[The request] In the text on running Dash with Nginx and Gunicorn on CentOS, what instance size does the Azure virtual machine use?

[Text to read]
= = =

Nginx, Gunicorn and Dash on CentOS

Challenge to solve

I am building a website for analyses of basketball games based on the play-by-play data publicly available after endgame. My logic (parsing, fetching from the internet, algorithms, etc) is written in Python and I wanted to continue using Python all the way, also when building front end. To do that, I have chosen Dash which builds on top of Flask.

My plan was to publish the web-based analytic app called Hubie behind a domain with port 80 and run it on a Linux server in the cloud. Gunicorn is the server of choice for the web application and Nginx is a web server which in this case serves as a reverse proxy.

The web application deployed is using a DNS name created in Azure.

Virtual environment is used to test the web application from port 8080, and to execute python3 and gunicorn commands suitable for Python3.

One of the challenges CentOS 7 has is that it still used Python 2 as its default Python. Installing Python3 and changing paths in /usr/bin might seem a good solution, but it will come back and haunt you. That is why it is best to create a virtual environment with the desired Python version.

Environment

Service used to host the server is Virtual Machine on Azure. The Linux server is using image CentOS-based 7.7 and the instance size is Standard D2s v3.

Install packages

Preparing CentOS environment by installing the necessary packages:

sudo yum update -y
sudo yum install -y epel-release
sudo yum -y install python3-pip nginx git 
sudo  yum install --enablerepo="epel" ufw -y
sudo yum install -y policycoreutils-{python,devel}
sudo pip3 install virtualenv

Create www-data group

sudo groupadd www-data
sudo usermod -a -G www-data centos

Create virtual environment

This command creates a new folder inside /home/$USER/ with the same name as the virtual environment. In this case, the path to the virtual environment home is /home/centos/hubievenv.

= = =

[Provided data]
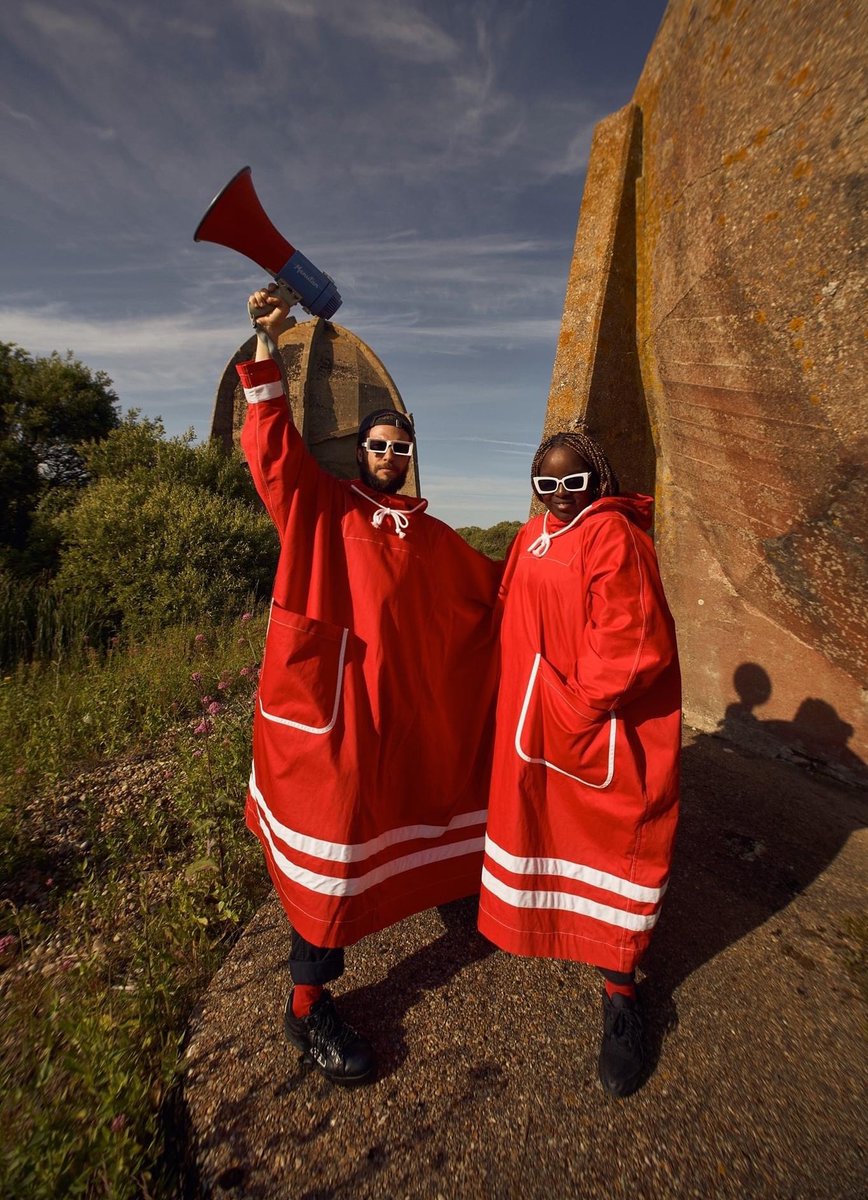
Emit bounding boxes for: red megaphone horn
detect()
[193,167,341,320]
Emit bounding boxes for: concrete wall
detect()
[546,0,868,774]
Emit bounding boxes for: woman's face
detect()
[534,446,599,521]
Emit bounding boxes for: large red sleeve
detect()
[568,514,677,720]
[237,359,321,541]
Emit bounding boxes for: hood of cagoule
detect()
[549,492,654,533]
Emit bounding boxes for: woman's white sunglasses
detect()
[361,438,413,458]
[533,470,591,496]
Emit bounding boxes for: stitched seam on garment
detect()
[612,514,648,708]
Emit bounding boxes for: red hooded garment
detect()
[479,494,681,972]
[238,360,502,947]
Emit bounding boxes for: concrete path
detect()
[184,733,868,1200]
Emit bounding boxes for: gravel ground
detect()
[184,731,868,1200]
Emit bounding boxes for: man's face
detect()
[355,425,413,496]
[537,446,599,521]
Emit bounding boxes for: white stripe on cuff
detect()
[247,767,486,863]
[485,835,666,904]
[483,866,659,932]
[244,379,283,404]
[259,801,483,896]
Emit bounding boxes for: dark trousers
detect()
[289,929,343,984]
[597,967,636,986]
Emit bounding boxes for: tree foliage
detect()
[0,342,119,561]
[456,521,521,558]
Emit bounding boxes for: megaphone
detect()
[193,167,341,320]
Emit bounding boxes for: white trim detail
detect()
[244,379,283,404]
[256,619,349,733]
[483,866,659,932]
[485,834,666,904]
[259,796,483,896]
[515,654,617,791]
[249,766,487,863]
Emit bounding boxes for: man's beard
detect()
[359,462,407,496]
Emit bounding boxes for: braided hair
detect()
[531,421,619,496]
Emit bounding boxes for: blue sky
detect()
[0,0,665,526]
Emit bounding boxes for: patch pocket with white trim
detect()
[515,654,617,788]
[258,601,349,733]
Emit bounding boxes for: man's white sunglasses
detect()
[533,470,591,496]
[361,438,413,458]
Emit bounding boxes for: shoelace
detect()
[606,1008,642,1048]
[527,504,591,558]
[309,1004,357,1050]
[352,484,425,538]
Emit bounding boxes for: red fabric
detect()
[239,361,502,947]
[293,983,323,1016]
[479,496,681,972]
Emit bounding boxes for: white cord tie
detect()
[352,484,425,538]
[371,504,409,538]
[527,504,591,558]
[527,530,551,558]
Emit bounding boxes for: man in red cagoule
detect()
[238,287,501,1084]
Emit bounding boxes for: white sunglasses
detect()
[533,470,591,496]
[361,438,413,458]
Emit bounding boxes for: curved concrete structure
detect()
[211,317,419,496]
[546,0,868,774]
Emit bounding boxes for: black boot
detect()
[599,991,645,1098]
[283,988,376,1087]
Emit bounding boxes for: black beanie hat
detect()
[357,408,415,445]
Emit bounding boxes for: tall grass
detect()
[0,616,267,1200]
[0,569,91,667]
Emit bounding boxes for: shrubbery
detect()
[456,521,521,558]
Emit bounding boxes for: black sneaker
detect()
[283,988,376,1087]
[599,991,645,1098]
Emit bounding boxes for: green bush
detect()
[455,521,521,558]
[54,473,277,636]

= = =

[Right answer] Standard D2s v3